*EXERCISE DESCRIPTION*:
The records should be repeated word for word, pictures excluded.

*EXERCISE INPUTS*:
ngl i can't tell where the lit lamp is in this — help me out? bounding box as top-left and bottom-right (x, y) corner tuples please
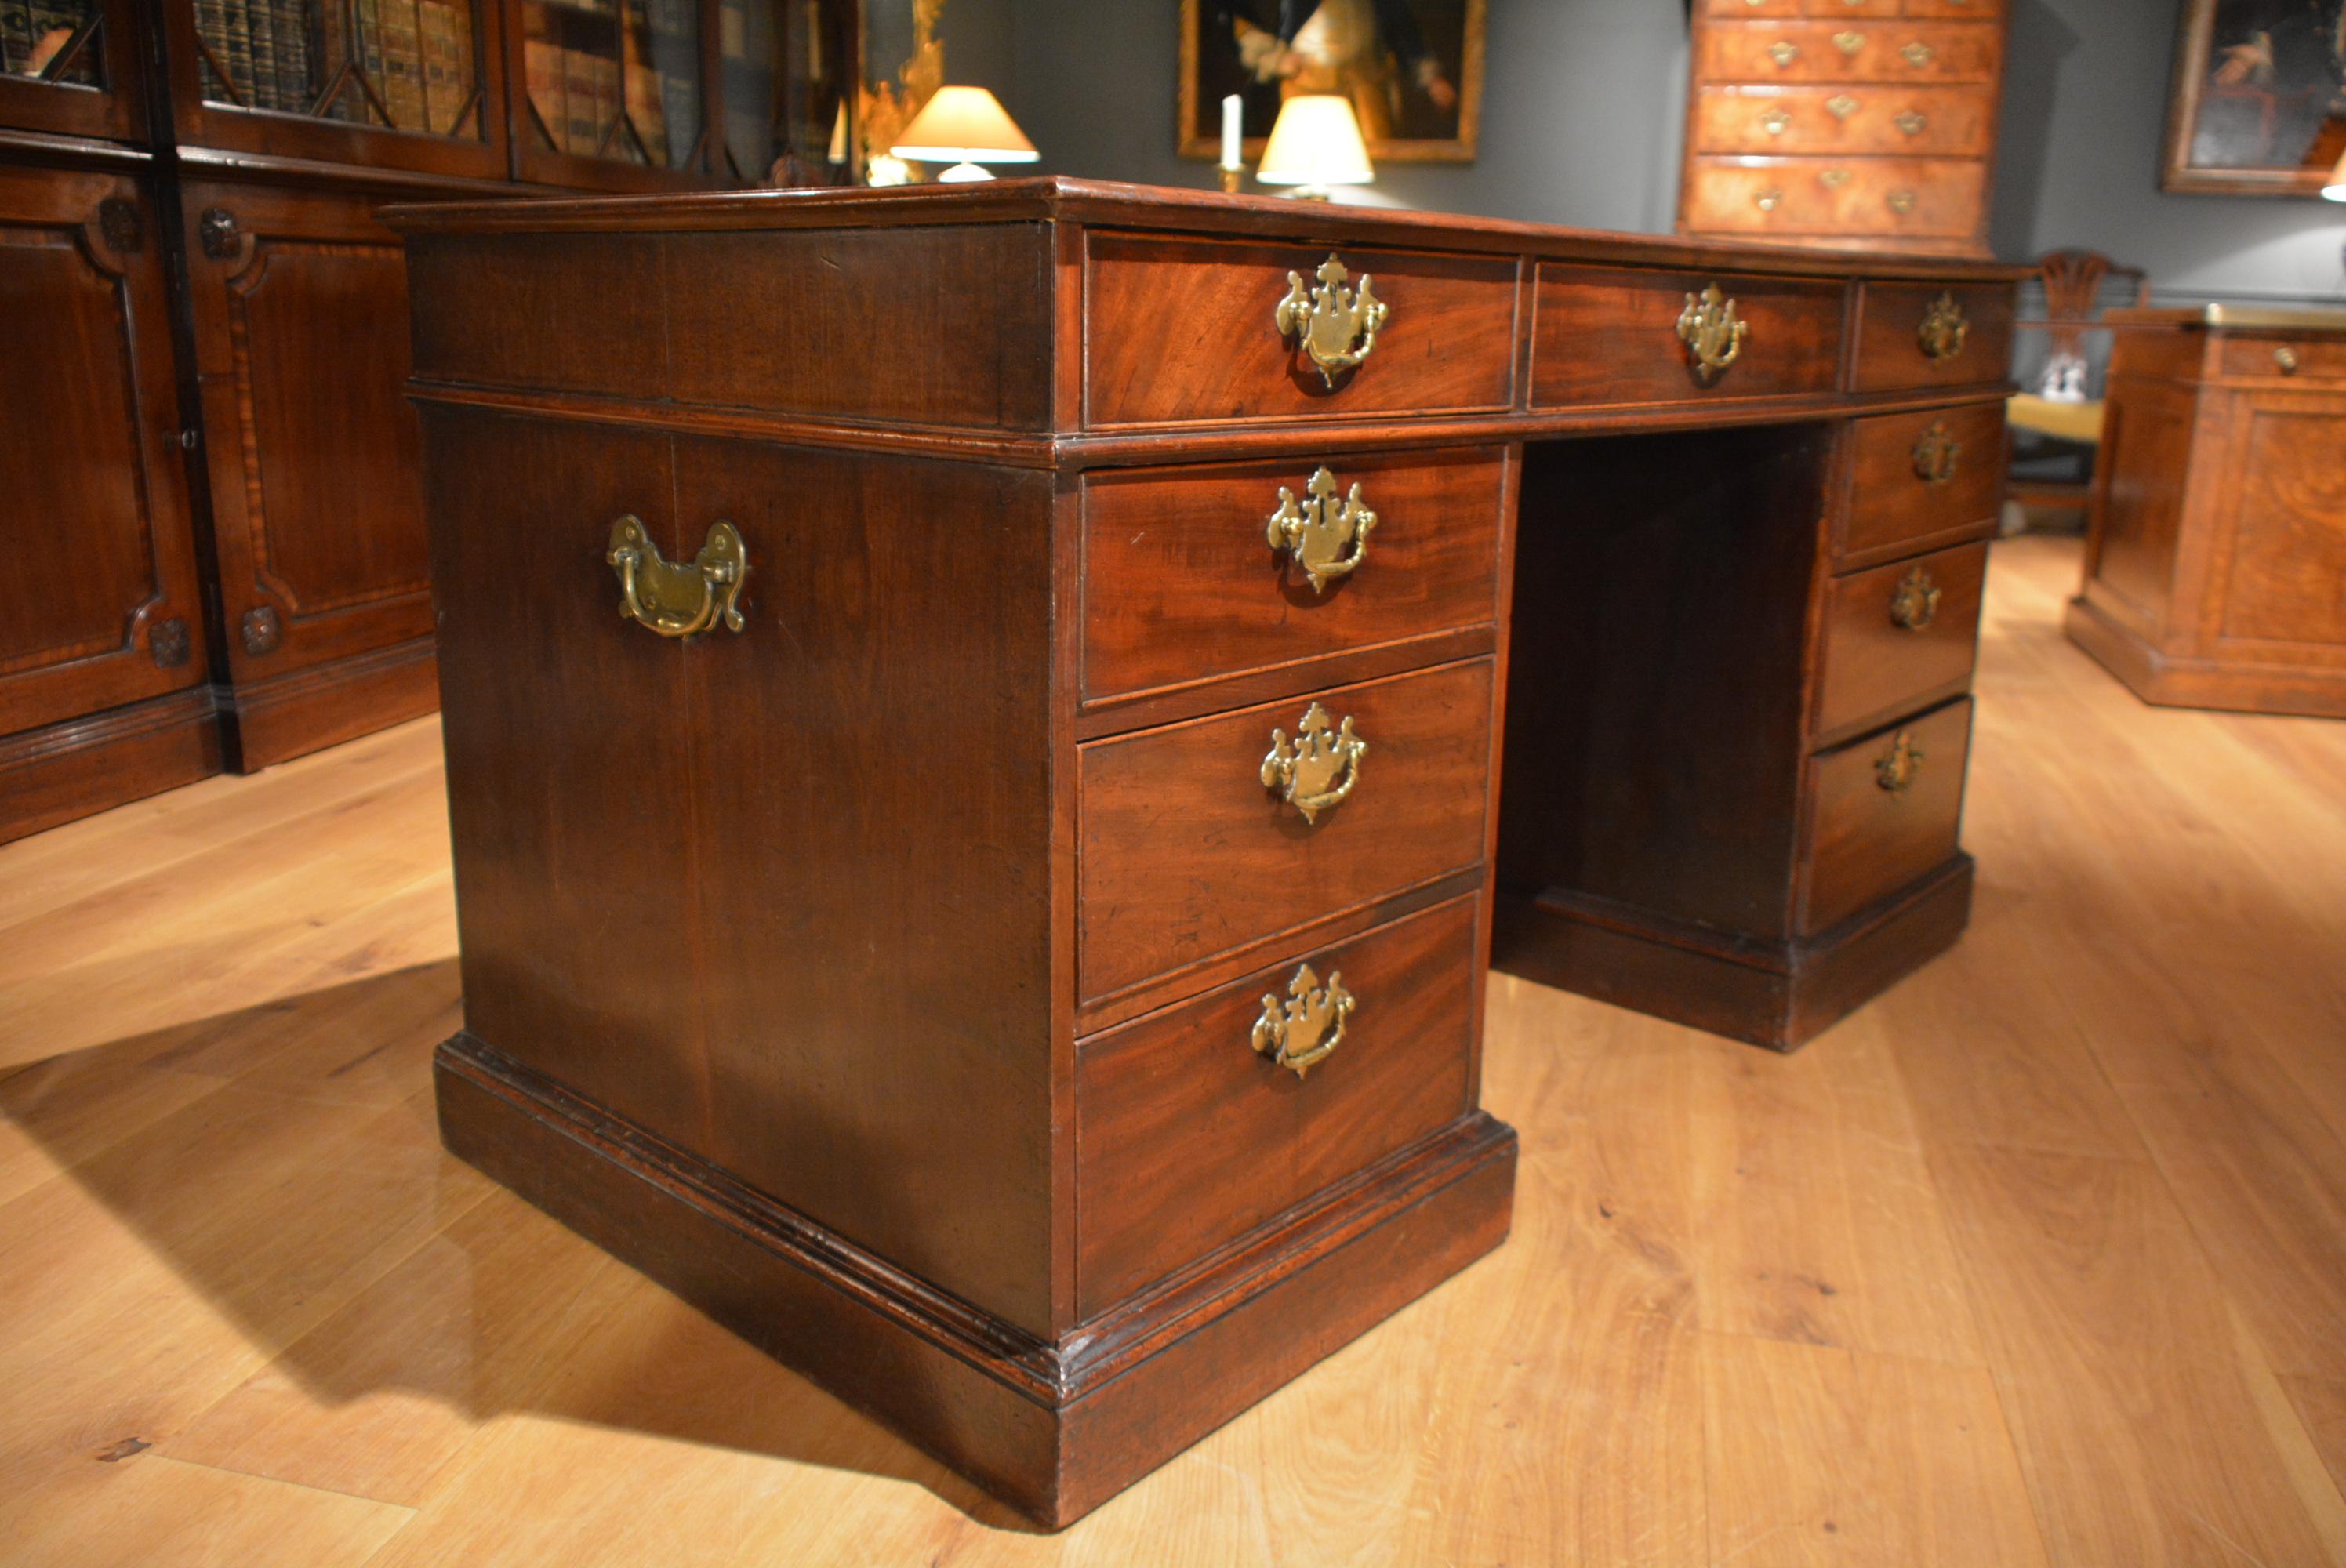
(1255, 94), (1374, 201)
(890, 85), (1037, 183)
(2325, 147), (2346, 201)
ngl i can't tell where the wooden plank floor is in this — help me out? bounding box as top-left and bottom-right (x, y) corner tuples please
(3, 535), (2343, 1566)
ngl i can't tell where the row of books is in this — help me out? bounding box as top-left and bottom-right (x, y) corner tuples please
(525, 34), (681, 164)
(194, 0), (476, 133)
(2, 0), (100, 85)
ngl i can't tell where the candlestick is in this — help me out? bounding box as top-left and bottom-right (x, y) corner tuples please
(1220, 93), (1243, 184)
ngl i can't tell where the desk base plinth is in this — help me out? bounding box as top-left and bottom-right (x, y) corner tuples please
(433, 1033), (1516, 1530)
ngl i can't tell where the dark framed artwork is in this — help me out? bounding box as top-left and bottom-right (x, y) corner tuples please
(2162, 0), (2346, 194)
(1178, 0), (1485, 164)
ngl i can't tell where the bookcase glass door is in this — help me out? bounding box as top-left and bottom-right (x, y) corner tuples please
(520, 0), (701, 169)
(719, 0), (853, 183)
(3, 0), (104, 89)
(191, 0), (488, 138)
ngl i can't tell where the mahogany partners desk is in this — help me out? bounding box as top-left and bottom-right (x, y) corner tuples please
(390, 180), (2021, 1527)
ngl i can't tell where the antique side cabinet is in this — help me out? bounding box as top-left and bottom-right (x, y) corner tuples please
(394, 179), (2021, 1524)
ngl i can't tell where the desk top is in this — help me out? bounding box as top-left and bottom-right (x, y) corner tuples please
(384, 175), (2028, 283)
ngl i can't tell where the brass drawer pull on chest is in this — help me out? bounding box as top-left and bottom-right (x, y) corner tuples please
(1886, 190), (1918, 215)
(2275, 346), (2301, 375)
(1262, 700), (1367, 824)
(1767, 40), (1799, 66)
(1827, 94), (1860, 120)
(1819, 167), (1854, 188)
(1901, 40), (1935, 67)
(1875, 728), (1925, 793)
(1753, 187), (1785, 213)
(1268, 467), (1377, 592)
(1760, 107), (1792, 136)
(1890, 566), (1942, 630)
(1276, 254), (1388, 387)
(1918, 292), (1969, 361)
(1833, 30), (1865, 54)
(1911, 419), (1962, 483)
(1251, 962), (1355, 1078)
(1894, 110), (1927, 136)
(1677, 283), (1748, 383)
(607, 516), (747, 637)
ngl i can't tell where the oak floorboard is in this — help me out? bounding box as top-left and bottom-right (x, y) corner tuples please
(0, 539), (2342, 1562)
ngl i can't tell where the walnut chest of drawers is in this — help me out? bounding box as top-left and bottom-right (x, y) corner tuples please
(392, 180), (2021, 1526)
(1680, 0), (2010, 256)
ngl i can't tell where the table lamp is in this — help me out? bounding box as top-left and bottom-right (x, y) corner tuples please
(890, 85), (1038, 183)
(2324, 147), (2346, 201)
(1255, 95), (1374, 201)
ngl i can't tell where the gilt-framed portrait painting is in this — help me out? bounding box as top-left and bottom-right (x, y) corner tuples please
(2162, 0), (2346, 194)
(1178, 0), (1486, 164)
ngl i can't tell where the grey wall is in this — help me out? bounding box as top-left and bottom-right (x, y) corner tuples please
(924, 0), (2346, 306)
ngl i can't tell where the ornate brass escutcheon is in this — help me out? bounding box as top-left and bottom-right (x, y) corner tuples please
(1827, 93), (1860, 119)
(1875, 728), (1925, 793)
(1261, 701), (1367, 825)
(1251, 963), (1356, 1078)
(1833, 29), (1865, 53)
(1275, 254), (1388, 387)
(1890, 566), (1941, 631)
(1894, 110), (1927, 136)
(607, 515), (748, 637)
(1767, 40), (1799, 66)
(1676, 283), (1748, 383)
(1917, 291), (1968, 361)
(1911, 419), (1961, 483)
(1267, 467), (1377, 593)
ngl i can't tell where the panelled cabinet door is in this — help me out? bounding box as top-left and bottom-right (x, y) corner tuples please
(0, 0), (145, 142)
(0, 166), (207, 736)
(180, 181), (434, 694)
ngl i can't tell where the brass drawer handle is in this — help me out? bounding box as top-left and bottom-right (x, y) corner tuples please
(1901, 40), (1935, 67)
(1268, 467), (1376, 593)
(1887, 189), (1918, 214)
(1276, 254), (1387, 388)
(1819, 167), (1854, 187)
(1754, 187), (1786, 212)
(607, 516), (746, 637)
(1833, 30), (1865, 53)
(1761, 107), (1792, 136)
(1890, 566), (1942, 630)
(1827, 93), (1860, 119)
(1911, 419), (1962, 483)
(1918, 291), (1969, 361)
(1876, 728), (1925, 793)
(1677, 283), (1748, 383)
(2275, 346), (2301, 374)
(1894, 109), (1927, 136)
(1262, 701), (1366, 824)
(1768, 40), (1799, 66)
(1253, 962), (1355, 1077)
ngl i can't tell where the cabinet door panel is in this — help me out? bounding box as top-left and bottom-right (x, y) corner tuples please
(183, 182), (434, 680)
(0, 167), (205, 736)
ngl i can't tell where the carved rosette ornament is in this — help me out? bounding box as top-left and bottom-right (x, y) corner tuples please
(1251, 963), (1356, 1078)
(97, 198), (143, 253)
(198, 206), (241, 260)
(1274, 255), (1387, 387)
(241, 605), (281, 655)
(1266, 467), (1376, 593)
(149, 617), (191, 668)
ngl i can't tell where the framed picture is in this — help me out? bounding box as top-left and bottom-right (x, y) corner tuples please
(2162, 0), (2346, 194)
(1178, 0), (1486, 164)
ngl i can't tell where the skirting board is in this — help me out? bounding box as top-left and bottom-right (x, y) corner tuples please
(434, 1033), (1516, 1528)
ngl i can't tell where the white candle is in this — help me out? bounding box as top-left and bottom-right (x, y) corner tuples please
(1221, 93), (1243, 172)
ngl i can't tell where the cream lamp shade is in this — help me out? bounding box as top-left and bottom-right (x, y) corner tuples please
(1255, 94), (1375, 198)
(2325, 147), (2346, 201)
(890, 85), (1038, 183)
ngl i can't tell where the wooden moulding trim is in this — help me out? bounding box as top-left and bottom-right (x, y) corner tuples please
(406, 380), (2018, 472)
(1077, 626), (1500, 739)
(174, 144), (521, 200)
(380, 176), (2031, 284)
(0, 128), (154, 171)
(0, 685), (217, 769)
(1517, 852), (1976, 980)
(222, 633), (436, 717)
(434, 1033), (1513, 1401)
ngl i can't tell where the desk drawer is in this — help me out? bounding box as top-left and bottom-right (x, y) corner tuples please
(1814, 540), (1984, 743)
(1531, 263), (1843, 407)
(1802, 696), (1970, 934)
(2220, 335), (2346, 383)
(1691, 84), (1997, 156)
(1084, 232), (1517, 428)
(1700, 19), (2001, 82)
(1081, 448), (1506, 704)
(1850, 281), (2013, 391)
(1836, 401), (2003, 562)
(1079, 660), (1493, 1004)
(1076, 895), (1478, 1316)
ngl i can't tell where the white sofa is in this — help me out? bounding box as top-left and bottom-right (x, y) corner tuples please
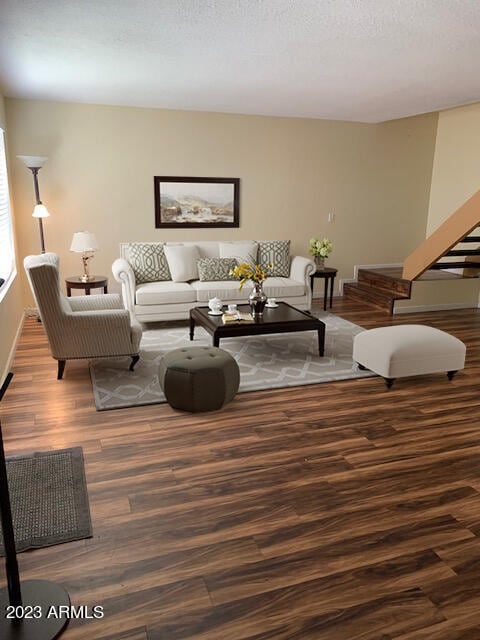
(112, 241), (315, 322)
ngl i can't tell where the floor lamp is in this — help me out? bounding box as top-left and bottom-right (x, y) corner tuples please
(17, 156), (50, 254)
(0, 373), (70, 639)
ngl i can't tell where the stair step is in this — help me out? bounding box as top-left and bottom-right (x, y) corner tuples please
(357, 269), (411, 297)
(343, 283), (395, 314)
(459, 236), (480, 242)
(431, 261), (480, 270)
(445, 249), (480, 256)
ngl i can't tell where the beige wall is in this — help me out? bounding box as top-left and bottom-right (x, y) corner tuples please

*SOLUTION FOR THIS TASK*:
ngl i can't tell where the lit lamp is in this — help me out? bounding box as top-left and bottom-right (x, y) corner tuples please
(1255, 94), (1374, 201)
(890, 85), (1037, 183)
(2325, 147), (2346, 201)
ngl i can't tell where the wooden plank floor is in this — help me out? bounding box as top-left and bottom-right (x, y) corner tuples please
(3, 535), (2343, 1566)
ngl i can't tell where the row of books is in this — help me out? bounding box as top-left and bottom-right (x, y) corner tuples please
(525, 34), (681, 164)
(194, 0), (476, 133)
(2, 0), (100, 85)
ngl i can't tell where the candlestick is in this — help me out? bounding box as top-left and bottom-right (x, y) corner tuples please
(1220, 93), (1243, 184)
ngl i can't tell where the desk base plinth is in this — help me out? bounding box as top-left and bottom-right (x, y) corner tuples please
(433, 1033), (1516, 1530)
ngl i can't tell where the dark framed artwork is in this — help me out? bounding box as top-left and bottom-right (x, y) corner tuples please
(2162, 0), (2346, 194)
(1178, 0), (1485, 164)
ngl i can't tell where the bookcase glass door is in this — help me out? bounding box as top-left and bottom-right (x, y) corner tuples please
(520, 0), (701, 169)
(719, 0), (853, 183)
(3, 0), (104, 89)
(191, 0), (488, 138)
ngl i can't tell where the mahogany partners desk is in this — help me out? bounding box as top-left and bottom-right (x, y) corner tuples please
(390, 180), (2021, 1527)
ngl i can't tell where the antique side cabinet is in this — help me out? bounding box as top-left and bottom-right (x, y) corner tuples please
(394, 179), (2021, 1524)
ngl i can't tell where the desk top is in this — help me out? bounding box as top-left and bottom-right (x, y) corner tuples please
(384, 175), (2028, 283)
ngl i can't tell where the brass drawer pull on chest is in this — help me out? bounding box as top-left and bottom-right (x, y) corner tuples please
(1886, 190), (1918, 215)
(2275, 346), (2301, 375)
(1262, 700), (1367, 824)
(1767, 40), (1799, 66)
(1827, 94), (1860, 120)
(1819, 167), (1854, 188)
(1901, 40), (1935, 67)
(1875, 728), (1925, 793)
(1753, 187), (1785, 213)
(1268, 467), (1377, 592)
(1760, 107), (1792, 136)
(1890, 566), (1942, 630)
(1276, 254), (1388, 387)
(1918, 292), (1969, 361)
(1833, 30), (1865, 54)
(1911, 419), (1962, 483)
(1251, 962), (1355, 1078)
(1894, 110), (1927, 136)
(1677, 283), (1748, 383)
(607, 516), (747, 637)
ngl i can't tell where the oak floorboard is in this — help me out? bounding box as top-left and bottom-right (x, y) corner tuples please
(0, 539), (2342, 1562)
ngl i can't tell where the walnut chest of drawers is in this — help me out? bounding box as top-left and bottom-right (x, y) corner tuples please
(392, 180), (2021, 1526)
(1680, 0), (2010, 256)
ngl i can't tell where the table lamp is in this — help me out? bounding box as top-left and bottom-right (x, y) corner tuples please
(890, 85), (1038, 183)
(2324, 147), (2346, 201)
(1255, 95), (1374, 201)
ngl i can't tell where the gilt-framed portrait painting is in this — help me out? bounding box as top-left and bottom-right (x, y) corner tuples please
(2162, 0), (2346, 194)
(1178, 0), (1486, 164)
ngl i can't tell where the grey wall is in this — help me out? bounding box as top-left and bottom-right (x, y) corner tuples please
(924, 0), (2346, 306)
ngl i can't tell where the ornate brass escutcheon is in this — help me out? bounding box as top-left and bottom-right (x, y) corner tuples please
(1827, 93), (1860, 119)
(1875, 728), (1925, 793)
(1261, 701), (1367, 825)
(1251, 963), (1356, 1078)
(1833, 29), (1865, 53)
(1275, 254), (1388, 387)
(1890, 566), (1941, 631)
(1894, 110), (1927, 136)
(607, 515), (748, 637)
(1767, 40), (1799, 66)
(1676, 283), (1748, 383)
(1917, 291), (1968, 361)
(1911, 419), (1961, 483)
(1267, 467), (1377, 593)
ngl i can't tell where the panelled cabinet door is in this — help me out? bounding box as top-left and bottom-right (x, y) corner tuples please
(0, 0), (145, 142)
(0, 166), (207, 736)
(180, 181), (434, 694)
ngl i can't tell where the brass drawer handle is in this — help me out? bounding box as top-left and bottom-right (x, y) corner tuples please
(1901, 40), (1935, 67)
(1268, 467), (1376, 593)
(1887, 189), (1918, 214)
(1276, 254), (1387, 388)
(1819, 167), (1854, 187)
(1754, 187), (1786, 212)
(607, 516), (746, 637)
(1833, 30), (1865, 53)
(1761, 107), (1792, 136)
(1890, 566), (1942, 630)
(1827, 93), (1860, 119)
(1911, 419), (1962, 483)
(1918, 291), (1969, 361)
(1876, 728), (1925, 793)
(1677, 283), (1748, 383)
(2275, 346), (2301, 374)
(1894, 109), (1927, 136)
(1262, 701), (1366, 824)
(1768, 40), (1799, 66)
(1253, 962), (1355, 1077)
ngl i can't tell where the cabinet door panel is in this — help me out? bounding box as top-left and bottom-right (x, y) corner tuples please
(183, 182), (434, 680)
(0, 167), (205, 736)
ngl i can't tell where the carved rosette ornament is in this — help me out? bounding box as top-left and bottom-right (x, y) corner tuples please
(1251, 963), (1356, 1078)
(97, 198), (143, 253)
(198, 206), (241, 260)
(1274, 255), (1387, 387)
(241, 605), (281, 655)
(1266, 467), (1376, 593)
(149, 617), (191, 668)
ngl i can't tell where the framed picture is in this — help me out? bounding box as top-left and bottom-right (x, y) corner tuples please
(2162, 0), (2346, 194)
(1178, 0), (1486, 164)
ngl i can't tell where the skirting board is in this — help me out? bounding box as top-left and bottom-right (x, y) corner tuples please
(434, 1033), (1516, 1528)
ngl i can't tell where the white candle is in this — help me out? bounding box as top-left and bottom-right (x, y) corner tuples please
(1221, 93), (1243, 172)
ngl i can't tell where the cream lamp shade is in this — help me out? bounding box as top-left and bottom-right (x, y) corner tuples please
(1255, 94), (1375, 198)
(2325, 147), (2346, 201)
(890, 85), (1038, 183)
ngl i can't tell where the wooden moulding trim is in this — help me out? bounding box as top-left and bottom-right (x, y) corner tuples please
(406, 380), (2018, 472)
(1077, 626), (1500, 739)
(174, 144), (521, 200)
(380, 176), (2031, 284)
(0, 128), (154, 171)
(0, 685), (217, 769)
(1517, 852), (1976, 980)
(222, 633), (436, 717)
(434, 1033), (1513, 1401)
ngl i can't tell where the desk drawer is in this — help me out? bounding box as top-left and bottom-right (x, y) corner tuples please
(1814, 540), (1984, 743)
(1531, 263), (1843, 407)
(1802, 696), (1970, 934)
(2220, 335), (2346, 383)
(1691, 84), (1997, 156)
(1084, 232), (1517, 428)
(1700, 19), (2001, 82)
(1081, 448), (1506, 704)
(1850, 281), (2013, 391)
(1836, 401), (2003, 562)
(1079, 660), (1493, 1004)
(1076, 895), (1478, 1316)
ngl i can't tell where the white sofa is in this — help me out? bounding box as top-left and bottom-right (x, y) corner tuples please
(112, 241), (315, 322)
ngl i can't tell where the floor lamp is in this — help me out? bounding box as top-left and bottom-right (x, y) corner tuples please
(17, 156), (50, 254)
(0, 373), (70, 639)
ngl i can't tell where the stair step is in this — help me out? bounding box as top-left and bottom-right (x, y) corner tuples please
(357, 269), (411, 297)
(343, 283), (395, 314)
(459, 236), (480, 242)
(431, 261), (480, 270)
(445, 249), (480, 256)
ngl i can't tell where the beige wall is in this — help me out? bounding box as top-left and bottom-right (x, y) corner tuples please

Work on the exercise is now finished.